▶ **Stored items from a collection**
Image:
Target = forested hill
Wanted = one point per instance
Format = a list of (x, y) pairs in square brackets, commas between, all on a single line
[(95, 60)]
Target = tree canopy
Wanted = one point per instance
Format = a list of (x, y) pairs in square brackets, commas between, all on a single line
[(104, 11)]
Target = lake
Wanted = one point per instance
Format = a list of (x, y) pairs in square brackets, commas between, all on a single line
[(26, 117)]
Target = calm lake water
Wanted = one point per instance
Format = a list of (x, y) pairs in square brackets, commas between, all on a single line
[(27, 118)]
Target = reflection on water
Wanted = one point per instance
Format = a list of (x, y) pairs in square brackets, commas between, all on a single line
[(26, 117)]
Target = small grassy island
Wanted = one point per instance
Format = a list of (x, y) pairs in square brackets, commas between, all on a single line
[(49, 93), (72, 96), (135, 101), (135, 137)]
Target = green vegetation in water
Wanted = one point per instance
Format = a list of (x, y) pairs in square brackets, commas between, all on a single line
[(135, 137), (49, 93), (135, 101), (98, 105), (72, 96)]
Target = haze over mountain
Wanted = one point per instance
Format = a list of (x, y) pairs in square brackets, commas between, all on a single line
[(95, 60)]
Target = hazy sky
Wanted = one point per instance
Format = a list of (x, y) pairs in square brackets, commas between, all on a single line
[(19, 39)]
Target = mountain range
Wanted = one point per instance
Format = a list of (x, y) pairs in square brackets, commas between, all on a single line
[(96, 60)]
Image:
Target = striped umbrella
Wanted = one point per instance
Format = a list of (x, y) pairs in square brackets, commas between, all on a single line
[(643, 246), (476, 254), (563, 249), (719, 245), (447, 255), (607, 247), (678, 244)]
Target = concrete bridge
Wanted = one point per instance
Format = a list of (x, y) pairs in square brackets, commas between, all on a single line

▶ **WHAT THE EXERCISE ASKS**
The records above should be given again in full, exactly as written.

▶ **ANSWER BOX**
Image:
Target = forested hill
Wanted = one point per instance
Format = a list of (x, y) pairs in square brackets, commas between, all on a single line
[(95, 60)]
Target = tree canopy
Wanted = one point per instance
Format = a list of (x, y) pairs in square brackets, commas between, all on a single line
[(104, 11)]
Target = lake
Wanted = one point per instance
Format = a list of (x, y) pairs in square brackets, commas between, all on a single line
[(26, 117)]
Target = calm lake water
Wanted = one point per instance
Format = a list of (x, y) pairs in square brackets, commas between, all on a single line
[(27, 118)]
Target = reflection on water
Wanted = one point per instance
Format = a list of (x, y) pairs in square brackets, commas between, all on a single line
[(26, 117)]
Target = small grassy island
Wanted = one point per instance
Format = a list of (x, y) pairs in square brackets, commas between, all on a single line
[(49, 93), (72, 96), (135, 101), (135, 137)]
Target = green vegetation in water
Wanted = one point per instance
Format = a list of (x, y) pairs in square brackets, commas between, all on a single line
[(135, 137), (49, 93), (135, 101), (98, 105), (72, 96)]
Target = haze over mountain
Wanted = one point per instance
Format = a list of (x, y) pairs in square brackets, commas between, all on a single line
[(95, 60)]
Target = hazy sky
Wanted = one point per instance
Format = a list of (x, y) pairs in square brackets, commas between, all on a single line
[(19, 39)]
Target = mountain range
Wanted = one point per instance
Format = a list of (x, y) pairs in square brackets, commas between, all on a single line
[(96, 60)]
Image:
Target = striped umbrella
Wanted = one point per instance
Format = a list of (x, y) pairs in square brackets, commas between, all on a single line
[(643, 246), (476, 254), (563, 249), (719, 245), (447, 255), (607, 247), (678, 244)]
Target = concrete bridge
Wanted = one point per instance
Format = a list of (x, y) pairs in square brackets, commas between, all on a single line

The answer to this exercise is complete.